_Assignment_:
In the records, find every line with the word "dark" and copy it out.

Records supplied: Begin

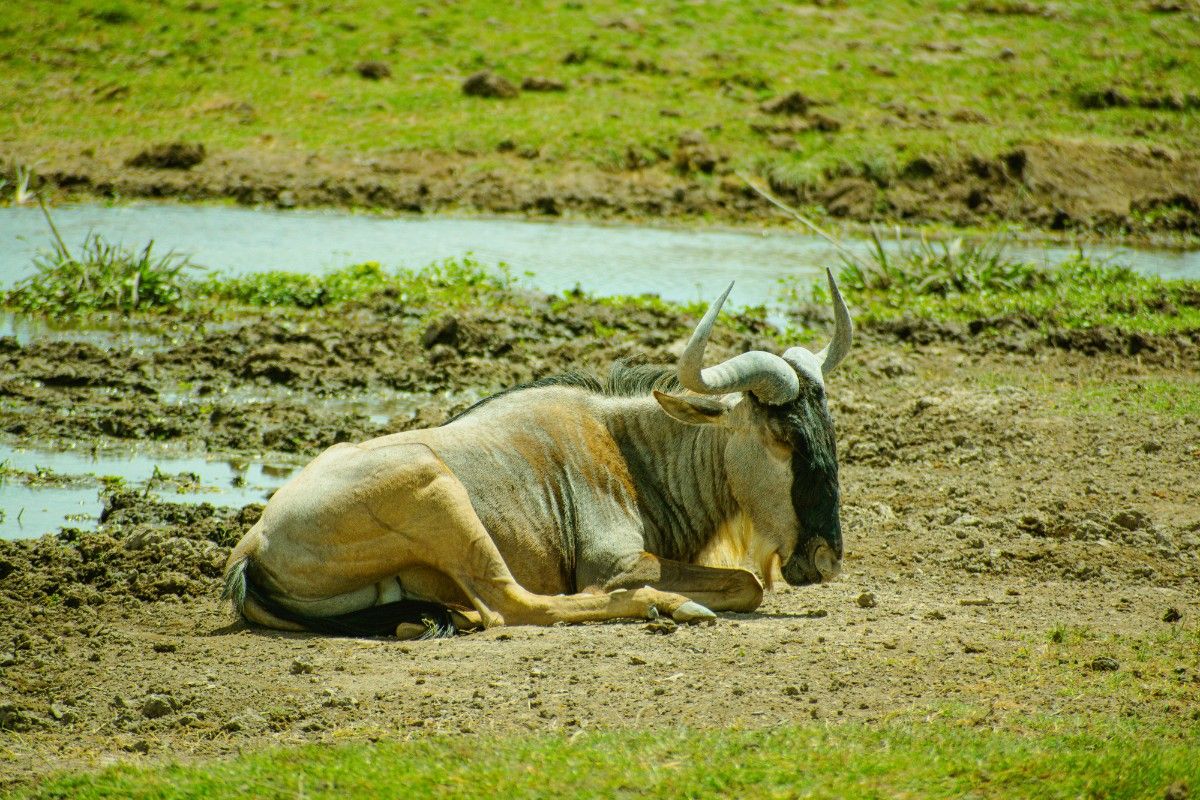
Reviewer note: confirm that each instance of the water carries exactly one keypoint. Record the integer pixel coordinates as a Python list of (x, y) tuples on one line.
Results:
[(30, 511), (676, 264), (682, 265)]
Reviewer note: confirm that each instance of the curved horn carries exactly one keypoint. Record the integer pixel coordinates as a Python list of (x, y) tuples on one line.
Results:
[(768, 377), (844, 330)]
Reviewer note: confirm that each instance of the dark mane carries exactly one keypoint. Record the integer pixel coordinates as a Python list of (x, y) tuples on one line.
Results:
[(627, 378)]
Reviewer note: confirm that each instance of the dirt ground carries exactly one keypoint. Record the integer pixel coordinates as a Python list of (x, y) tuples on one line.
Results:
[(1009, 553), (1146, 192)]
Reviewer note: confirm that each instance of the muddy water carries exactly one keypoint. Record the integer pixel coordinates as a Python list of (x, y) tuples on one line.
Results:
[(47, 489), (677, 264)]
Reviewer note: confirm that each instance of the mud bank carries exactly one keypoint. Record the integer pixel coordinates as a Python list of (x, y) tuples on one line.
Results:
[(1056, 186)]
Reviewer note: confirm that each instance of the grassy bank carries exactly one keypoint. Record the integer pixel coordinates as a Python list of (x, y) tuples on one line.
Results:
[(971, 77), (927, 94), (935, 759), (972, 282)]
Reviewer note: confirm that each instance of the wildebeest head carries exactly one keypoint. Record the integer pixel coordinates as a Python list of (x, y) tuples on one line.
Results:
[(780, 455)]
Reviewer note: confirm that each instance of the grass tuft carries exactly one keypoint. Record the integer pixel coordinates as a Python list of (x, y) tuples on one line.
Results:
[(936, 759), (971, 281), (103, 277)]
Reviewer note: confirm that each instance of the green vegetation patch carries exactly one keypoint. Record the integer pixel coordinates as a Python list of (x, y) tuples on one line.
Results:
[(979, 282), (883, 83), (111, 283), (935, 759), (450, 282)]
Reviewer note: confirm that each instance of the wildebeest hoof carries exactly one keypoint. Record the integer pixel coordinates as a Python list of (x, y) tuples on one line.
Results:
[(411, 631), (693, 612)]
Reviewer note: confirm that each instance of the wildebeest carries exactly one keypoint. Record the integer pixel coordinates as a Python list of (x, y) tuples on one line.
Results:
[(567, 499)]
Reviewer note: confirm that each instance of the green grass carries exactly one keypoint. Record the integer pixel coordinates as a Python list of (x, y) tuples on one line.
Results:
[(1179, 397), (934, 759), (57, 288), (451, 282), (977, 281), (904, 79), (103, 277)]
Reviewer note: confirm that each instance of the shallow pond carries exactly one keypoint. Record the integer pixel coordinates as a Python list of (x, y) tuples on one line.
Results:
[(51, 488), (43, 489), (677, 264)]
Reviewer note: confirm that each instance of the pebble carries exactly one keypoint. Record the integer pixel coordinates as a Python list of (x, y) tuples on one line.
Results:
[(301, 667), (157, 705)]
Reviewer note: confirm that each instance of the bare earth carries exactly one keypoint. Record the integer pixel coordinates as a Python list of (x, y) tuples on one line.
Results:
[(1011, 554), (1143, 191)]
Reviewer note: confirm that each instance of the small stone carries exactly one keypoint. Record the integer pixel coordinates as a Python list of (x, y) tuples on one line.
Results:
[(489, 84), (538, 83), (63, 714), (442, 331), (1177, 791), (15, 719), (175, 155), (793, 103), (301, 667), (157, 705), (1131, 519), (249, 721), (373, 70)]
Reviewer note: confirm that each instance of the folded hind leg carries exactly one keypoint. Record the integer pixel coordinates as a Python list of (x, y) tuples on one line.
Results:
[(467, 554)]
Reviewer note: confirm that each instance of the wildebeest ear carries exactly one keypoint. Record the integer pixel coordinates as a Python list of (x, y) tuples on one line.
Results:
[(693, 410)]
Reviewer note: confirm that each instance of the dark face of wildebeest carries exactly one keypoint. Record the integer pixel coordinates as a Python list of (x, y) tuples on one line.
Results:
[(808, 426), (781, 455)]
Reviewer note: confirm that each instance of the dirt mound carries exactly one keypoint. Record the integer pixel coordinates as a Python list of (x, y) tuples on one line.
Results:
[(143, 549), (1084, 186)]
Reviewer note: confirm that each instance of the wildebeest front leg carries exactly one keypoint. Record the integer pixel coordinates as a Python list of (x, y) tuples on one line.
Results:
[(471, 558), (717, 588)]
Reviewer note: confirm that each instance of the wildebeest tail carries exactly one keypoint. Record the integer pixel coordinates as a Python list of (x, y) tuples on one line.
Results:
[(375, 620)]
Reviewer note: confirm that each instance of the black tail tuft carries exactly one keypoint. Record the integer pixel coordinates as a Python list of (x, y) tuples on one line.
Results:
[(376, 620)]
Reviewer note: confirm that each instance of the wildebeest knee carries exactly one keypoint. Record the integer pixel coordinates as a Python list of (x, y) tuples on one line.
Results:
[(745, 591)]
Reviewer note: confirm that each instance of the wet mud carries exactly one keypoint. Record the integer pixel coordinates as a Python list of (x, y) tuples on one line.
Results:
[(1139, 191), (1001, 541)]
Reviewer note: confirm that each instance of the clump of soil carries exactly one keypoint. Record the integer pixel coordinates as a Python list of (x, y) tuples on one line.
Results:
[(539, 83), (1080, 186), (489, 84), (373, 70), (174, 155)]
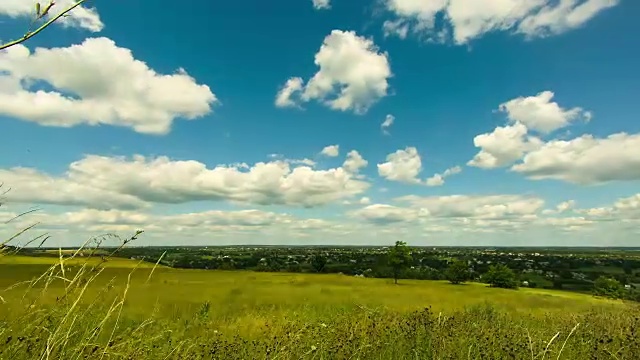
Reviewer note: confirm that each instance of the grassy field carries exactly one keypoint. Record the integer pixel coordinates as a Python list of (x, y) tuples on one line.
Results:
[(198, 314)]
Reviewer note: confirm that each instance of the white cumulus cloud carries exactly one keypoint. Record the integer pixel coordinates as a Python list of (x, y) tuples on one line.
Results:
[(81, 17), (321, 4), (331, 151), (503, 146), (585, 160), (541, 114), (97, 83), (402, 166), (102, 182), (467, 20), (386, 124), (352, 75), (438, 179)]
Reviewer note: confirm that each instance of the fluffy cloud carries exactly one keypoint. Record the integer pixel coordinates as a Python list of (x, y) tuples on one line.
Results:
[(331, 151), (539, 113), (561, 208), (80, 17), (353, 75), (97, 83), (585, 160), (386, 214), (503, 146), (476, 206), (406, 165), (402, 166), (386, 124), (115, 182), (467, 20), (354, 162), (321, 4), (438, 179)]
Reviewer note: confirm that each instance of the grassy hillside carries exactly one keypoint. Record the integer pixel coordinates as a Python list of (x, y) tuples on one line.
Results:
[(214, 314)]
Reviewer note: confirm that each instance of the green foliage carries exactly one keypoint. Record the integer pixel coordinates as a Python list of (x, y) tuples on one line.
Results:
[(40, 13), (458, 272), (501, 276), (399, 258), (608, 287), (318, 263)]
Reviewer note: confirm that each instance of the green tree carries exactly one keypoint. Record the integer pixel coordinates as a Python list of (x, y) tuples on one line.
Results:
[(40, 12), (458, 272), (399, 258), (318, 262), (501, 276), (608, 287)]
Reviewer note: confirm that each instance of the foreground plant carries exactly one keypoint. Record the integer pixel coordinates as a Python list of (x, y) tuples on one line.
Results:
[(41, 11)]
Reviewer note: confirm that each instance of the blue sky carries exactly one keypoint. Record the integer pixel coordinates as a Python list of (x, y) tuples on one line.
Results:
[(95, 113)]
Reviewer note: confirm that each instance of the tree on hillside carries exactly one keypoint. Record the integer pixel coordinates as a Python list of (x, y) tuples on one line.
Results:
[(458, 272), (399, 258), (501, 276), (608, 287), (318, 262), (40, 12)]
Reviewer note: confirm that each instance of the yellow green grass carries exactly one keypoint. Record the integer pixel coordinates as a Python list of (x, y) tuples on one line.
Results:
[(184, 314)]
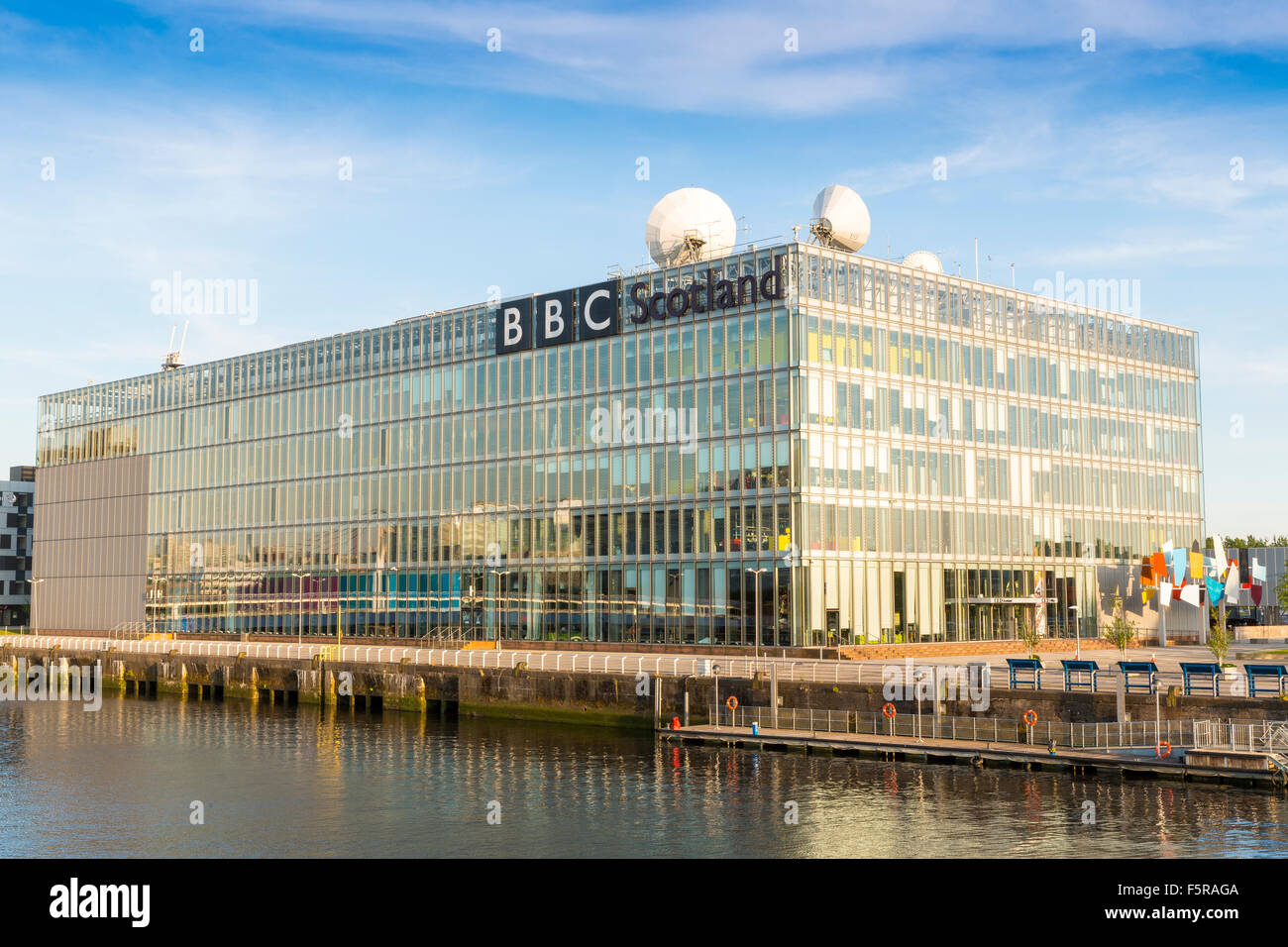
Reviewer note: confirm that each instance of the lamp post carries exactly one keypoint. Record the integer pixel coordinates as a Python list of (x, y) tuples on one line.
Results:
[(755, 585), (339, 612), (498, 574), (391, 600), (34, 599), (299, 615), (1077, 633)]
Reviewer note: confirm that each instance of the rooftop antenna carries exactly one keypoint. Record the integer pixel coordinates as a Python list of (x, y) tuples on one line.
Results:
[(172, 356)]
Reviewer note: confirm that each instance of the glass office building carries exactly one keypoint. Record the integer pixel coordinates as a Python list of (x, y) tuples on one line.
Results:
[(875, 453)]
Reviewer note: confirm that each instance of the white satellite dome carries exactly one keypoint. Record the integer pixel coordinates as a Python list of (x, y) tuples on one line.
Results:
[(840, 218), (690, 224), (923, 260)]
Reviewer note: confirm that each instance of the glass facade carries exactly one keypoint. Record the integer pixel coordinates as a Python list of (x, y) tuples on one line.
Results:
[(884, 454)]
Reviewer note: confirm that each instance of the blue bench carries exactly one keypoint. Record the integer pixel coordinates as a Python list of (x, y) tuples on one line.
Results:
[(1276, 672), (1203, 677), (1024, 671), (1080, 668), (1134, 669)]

Records supplied: End

_Output for this exercise_:
Reviewer note: confirm that each instance of the dark mane carries exactly one keypoint. Record the integer pixel coordinates as a Python list of (x, y) tuples on one line.
Reviewer note: confirm that each instance of the dark face of wildebeest carries exactly one keypoint. Record the integer pixel coordinates as a Python list of (x, y) tuples on one line.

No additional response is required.